Items taken from a data source
--

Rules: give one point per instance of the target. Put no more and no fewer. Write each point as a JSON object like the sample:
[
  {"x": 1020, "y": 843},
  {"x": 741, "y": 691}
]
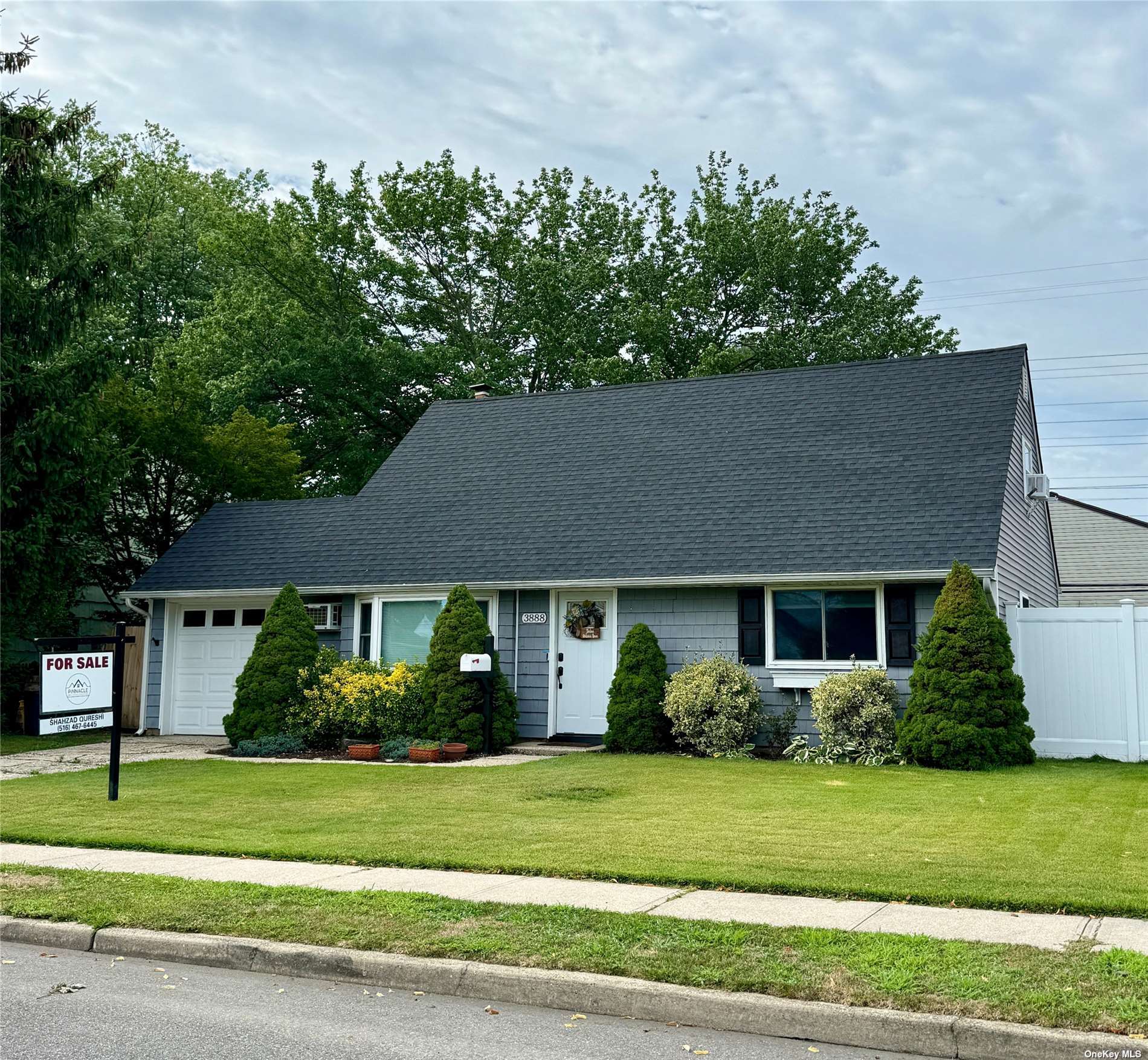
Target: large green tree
[
  {"x": 57, "y": 462},
  {"x": 178, "y": 463},
  {"x": 353, "y": 307}
]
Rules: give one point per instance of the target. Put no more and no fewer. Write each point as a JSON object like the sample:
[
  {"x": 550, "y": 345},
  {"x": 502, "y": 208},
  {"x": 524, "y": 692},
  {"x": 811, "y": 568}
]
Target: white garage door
[{"x": 211, "y": 647}]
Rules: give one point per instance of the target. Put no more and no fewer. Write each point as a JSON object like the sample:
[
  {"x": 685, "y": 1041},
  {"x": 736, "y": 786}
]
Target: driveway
[{"x": 91, "y": 756}]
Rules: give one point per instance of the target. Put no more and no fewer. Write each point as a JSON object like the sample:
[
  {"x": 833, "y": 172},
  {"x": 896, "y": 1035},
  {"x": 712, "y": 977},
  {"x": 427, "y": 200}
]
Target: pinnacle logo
[{"x": 79, "y": 690}]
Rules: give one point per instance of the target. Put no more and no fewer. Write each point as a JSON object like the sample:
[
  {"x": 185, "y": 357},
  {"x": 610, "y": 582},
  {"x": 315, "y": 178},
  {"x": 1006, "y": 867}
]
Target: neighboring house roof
[
  {"x": 866, "y": 467},
  {"x": 1102, "y": 555}
]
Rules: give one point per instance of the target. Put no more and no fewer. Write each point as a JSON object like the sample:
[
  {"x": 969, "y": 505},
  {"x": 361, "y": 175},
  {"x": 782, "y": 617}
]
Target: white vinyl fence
[{"x": 1085, "y": 679}]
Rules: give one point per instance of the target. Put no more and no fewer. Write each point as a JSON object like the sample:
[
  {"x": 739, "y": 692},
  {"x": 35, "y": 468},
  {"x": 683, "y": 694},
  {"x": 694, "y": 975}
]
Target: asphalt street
[{"x": 134, "y": 1009}]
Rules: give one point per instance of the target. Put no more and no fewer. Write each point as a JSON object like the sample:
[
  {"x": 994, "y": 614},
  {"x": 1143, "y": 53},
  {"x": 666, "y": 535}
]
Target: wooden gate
[{"x": 134, "y": 662}]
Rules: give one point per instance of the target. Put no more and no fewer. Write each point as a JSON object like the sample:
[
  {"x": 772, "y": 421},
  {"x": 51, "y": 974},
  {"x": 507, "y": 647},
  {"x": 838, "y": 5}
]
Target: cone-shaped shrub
[
  {"x": 635, "y": 717},
  {"x": 966, "y": 708},
  {"x": 286, "y": 644},
  {"x": 454, "y": 700}
]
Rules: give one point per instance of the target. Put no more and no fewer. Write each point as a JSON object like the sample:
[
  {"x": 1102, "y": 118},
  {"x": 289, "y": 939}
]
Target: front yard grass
[
  {"x": 1077, "y": 989},
  {"x": 1059, "y": 835},
  {"x": 18, "y": 743}
]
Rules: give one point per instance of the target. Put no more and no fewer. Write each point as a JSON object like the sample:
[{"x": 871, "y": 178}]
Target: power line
[
  {"x": 1043, "y": 378},
  {"x": 1085, "y": 438},
  {"x": 1095, "y": 369},
  {"x": 1143, "y": 353},
  {"x": 988, "y": 276},
  {"x": 1116, "y": 419},
  {"x": 1050, "y": 298},
  {"x": 1065, "y": 404},
  {"x": 977, "y": 294}
]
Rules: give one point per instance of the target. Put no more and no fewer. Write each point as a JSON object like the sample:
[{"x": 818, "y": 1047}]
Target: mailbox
[{"x": 474, "y": 664}]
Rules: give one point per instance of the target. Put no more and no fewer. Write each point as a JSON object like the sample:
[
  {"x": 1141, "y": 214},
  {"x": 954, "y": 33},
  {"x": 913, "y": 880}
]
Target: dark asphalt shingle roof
[{"x": 888, "y": 465}]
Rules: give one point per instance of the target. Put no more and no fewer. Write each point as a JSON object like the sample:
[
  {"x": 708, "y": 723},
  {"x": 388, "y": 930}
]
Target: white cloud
[{"x": 972, "y": 138}]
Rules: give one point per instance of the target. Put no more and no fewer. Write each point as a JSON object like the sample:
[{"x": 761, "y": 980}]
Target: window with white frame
[
  {"x": 1030, "y": 464},
  {"x": 394, "y": 631},
  {"x": 325, "y": 616},
  {"x": 825, "y": 625}
]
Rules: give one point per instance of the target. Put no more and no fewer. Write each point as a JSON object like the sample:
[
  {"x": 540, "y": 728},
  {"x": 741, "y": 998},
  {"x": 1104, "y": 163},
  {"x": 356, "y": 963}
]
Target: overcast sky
[{"x": 974, "y": 139}]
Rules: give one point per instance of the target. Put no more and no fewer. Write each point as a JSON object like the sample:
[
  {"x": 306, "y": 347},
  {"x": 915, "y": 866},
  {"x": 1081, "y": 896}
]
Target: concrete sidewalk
[{"x": 1045, "y": 931}]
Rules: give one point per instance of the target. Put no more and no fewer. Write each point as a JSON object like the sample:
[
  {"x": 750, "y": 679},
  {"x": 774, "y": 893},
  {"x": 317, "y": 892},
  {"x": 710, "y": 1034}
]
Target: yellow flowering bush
[{"x": 354, "y": 699}]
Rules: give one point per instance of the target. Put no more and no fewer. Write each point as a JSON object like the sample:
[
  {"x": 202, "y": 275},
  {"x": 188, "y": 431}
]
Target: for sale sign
[
  {"x": 76, "y": 723},
  {"x": 76, "y": 681}
]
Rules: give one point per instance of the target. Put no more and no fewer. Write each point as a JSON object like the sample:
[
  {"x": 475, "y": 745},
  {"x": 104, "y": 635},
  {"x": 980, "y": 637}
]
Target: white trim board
[{"x": 685, "y": 580}]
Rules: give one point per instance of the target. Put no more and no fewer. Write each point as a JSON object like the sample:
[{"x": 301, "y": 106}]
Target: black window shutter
[
  {"x": 900, "y": 622},
  {"x": 751, "y": 626}
]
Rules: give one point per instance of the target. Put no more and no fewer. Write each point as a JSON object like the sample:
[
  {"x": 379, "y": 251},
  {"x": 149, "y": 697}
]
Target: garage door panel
[
  {"x": 189, "y": 684},
  {"x": 208, "y": 661},
  {"x": 222, "y": 684},
  {"x": 191, "y": 649}
]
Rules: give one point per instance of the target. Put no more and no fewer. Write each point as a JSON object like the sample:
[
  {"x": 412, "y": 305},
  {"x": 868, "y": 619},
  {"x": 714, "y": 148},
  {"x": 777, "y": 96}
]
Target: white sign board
[
  {"x": 75, "y": 723},
  {"x": 474, "y": 664},
  {"x": 76, "y": 681}
]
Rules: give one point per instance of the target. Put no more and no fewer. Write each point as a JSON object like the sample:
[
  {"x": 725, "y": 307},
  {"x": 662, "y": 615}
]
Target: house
[
  {"x": 793, "y": 518},
  {"x": 1102, "y": 555}
]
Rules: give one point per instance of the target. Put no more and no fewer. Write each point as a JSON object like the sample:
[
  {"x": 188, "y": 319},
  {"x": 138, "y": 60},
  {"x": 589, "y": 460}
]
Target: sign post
[{"x": 82, "y": 688}]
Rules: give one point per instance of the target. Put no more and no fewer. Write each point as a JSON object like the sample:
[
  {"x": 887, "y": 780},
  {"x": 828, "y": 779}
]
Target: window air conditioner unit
[{"x": 1037, "y": 486}]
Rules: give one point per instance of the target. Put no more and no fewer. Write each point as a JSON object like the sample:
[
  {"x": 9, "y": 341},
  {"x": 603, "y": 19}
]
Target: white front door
[{"x": 584, "y": 668}]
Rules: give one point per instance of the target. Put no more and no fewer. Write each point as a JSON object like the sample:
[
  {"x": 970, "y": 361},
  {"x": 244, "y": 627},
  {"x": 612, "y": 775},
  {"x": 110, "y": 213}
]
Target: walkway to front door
[{"x": 584, "y": 668}]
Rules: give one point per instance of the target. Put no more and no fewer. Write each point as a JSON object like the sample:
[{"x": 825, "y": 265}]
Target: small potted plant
[{"x": 426, "y": 750}]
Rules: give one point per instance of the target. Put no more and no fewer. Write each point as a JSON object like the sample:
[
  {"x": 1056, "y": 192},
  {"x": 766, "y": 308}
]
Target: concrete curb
[{"x": 582, "y": 991}]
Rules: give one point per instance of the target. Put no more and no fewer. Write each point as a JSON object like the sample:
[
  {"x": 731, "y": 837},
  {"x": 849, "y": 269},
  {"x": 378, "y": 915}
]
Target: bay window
[
  {"x": 825, "y": 625},
  {"x": 393, "y": 631}
]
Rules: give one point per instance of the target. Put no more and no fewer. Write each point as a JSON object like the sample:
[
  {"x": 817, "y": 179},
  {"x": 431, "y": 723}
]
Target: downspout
[
  {"x": 144, "y": 657},
  {"x": 516, "y": 642}
]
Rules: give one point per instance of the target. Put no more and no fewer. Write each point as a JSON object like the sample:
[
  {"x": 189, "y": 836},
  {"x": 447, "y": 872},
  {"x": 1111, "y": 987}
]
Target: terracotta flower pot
[{"x": 425, "y": 754}]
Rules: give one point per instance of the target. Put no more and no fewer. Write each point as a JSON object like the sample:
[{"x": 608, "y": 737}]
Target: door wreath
[{"x": 585, "y": 621}]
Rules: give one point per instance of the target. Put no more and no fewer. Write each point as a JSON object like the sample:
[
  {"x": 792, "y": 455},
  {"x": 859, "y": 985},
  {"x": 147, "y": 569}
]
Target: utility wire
[
  {"x": 1143, "y": 353},
  {"x": 1065, "y": 404},
  {"x": 1089, "y": 438},
  {"x": 988, "y": 276},
  {"x": 1116, "y": 419},
  {"x": 977, "y": 294},
  {"x": 1043, "y": 378},
  {"x": 1050, "y": 298}
]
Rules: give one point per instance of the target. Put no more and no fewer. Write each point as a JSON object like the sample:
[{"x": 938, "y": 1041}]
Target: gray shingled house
[
  {"x": 1101, "y": 555},
  {"x": 792, "y": 518}
]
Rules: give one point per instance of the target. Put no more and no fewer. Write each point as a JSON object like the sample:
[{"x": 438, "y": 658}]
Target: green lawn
[
  {"x": 1069, "y": 835},
  {"x": 16, "y": 743},
  {"x": 1079, "y": 988}
]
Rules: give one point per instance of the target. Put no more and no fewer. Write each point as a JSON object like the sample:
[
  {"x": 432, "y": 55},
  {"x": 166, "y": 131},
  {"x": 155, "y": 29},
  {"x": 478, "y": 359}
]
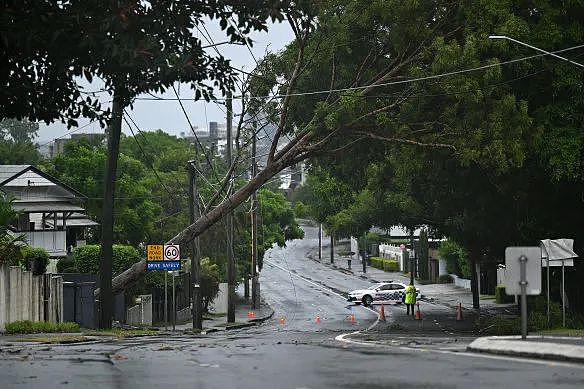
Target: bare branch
[{"x": 405, "y": 140}]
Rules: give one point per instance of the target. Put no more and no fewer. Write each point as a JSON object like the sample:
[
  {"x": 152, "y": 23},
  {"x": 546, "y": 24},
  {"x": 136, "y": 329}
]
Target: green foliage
[
  {"x": 456, "y": 258},
  {"x": 66, "y": 265},
  {"x": 36, "y": 259},
  {"x": 501, "y": 297},
  {"x": 445, "y": 279},
  {"x": 86, "y": 259},
  {"x": 11, "y": 246},
  {"x": 422, "y": 252},
  {"x": 301, "y": 210},
  {"x": 35, "y": 327},
  {"x": 388, "y": 265}
]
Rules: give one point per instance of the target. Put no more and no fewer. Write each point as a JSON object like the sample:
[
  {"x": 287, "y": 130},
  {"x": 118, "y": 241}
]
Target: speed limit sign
[{"x": 171, "y": 252}]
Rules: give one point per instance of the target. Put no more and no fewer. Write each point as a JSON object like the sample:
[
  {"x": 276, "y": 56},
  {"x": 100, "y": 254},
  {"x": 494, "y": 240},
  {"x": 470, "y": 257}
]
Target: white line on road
[{"x": 342, "y": 338}]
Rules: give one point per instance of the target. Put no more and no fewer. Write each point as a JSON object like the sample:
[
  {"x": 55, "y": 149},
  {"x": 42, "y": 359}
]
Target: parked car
[{"x": 381, "y": 293}]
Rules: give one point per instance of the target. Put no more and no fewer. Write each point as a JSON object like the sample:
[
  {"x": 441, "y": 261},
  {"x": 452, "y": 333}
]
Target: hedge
[
  {"x": 87, "y": 258},
  {"x": 389, "y": 265}
]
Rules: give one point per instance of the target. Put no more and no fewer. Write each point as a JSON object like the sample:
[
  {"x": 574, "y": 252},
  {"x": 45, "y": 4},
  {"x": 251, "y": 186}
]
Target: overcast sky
[{"x": 167, "y": 115}]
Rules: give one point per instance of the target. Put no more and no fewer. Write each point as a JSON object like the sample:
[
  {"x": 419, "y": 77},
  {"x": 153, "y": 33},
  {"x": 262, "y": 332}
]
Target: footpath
[
  {"x": 245, "y": 316},
  {"x": 439, "y": 326}
]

--

Pick out each line of the items that contains the word "concrete", and copy those lines.

| WRITTEN RESPONSE |
Target: concrete sidewalk
Target: concrete curb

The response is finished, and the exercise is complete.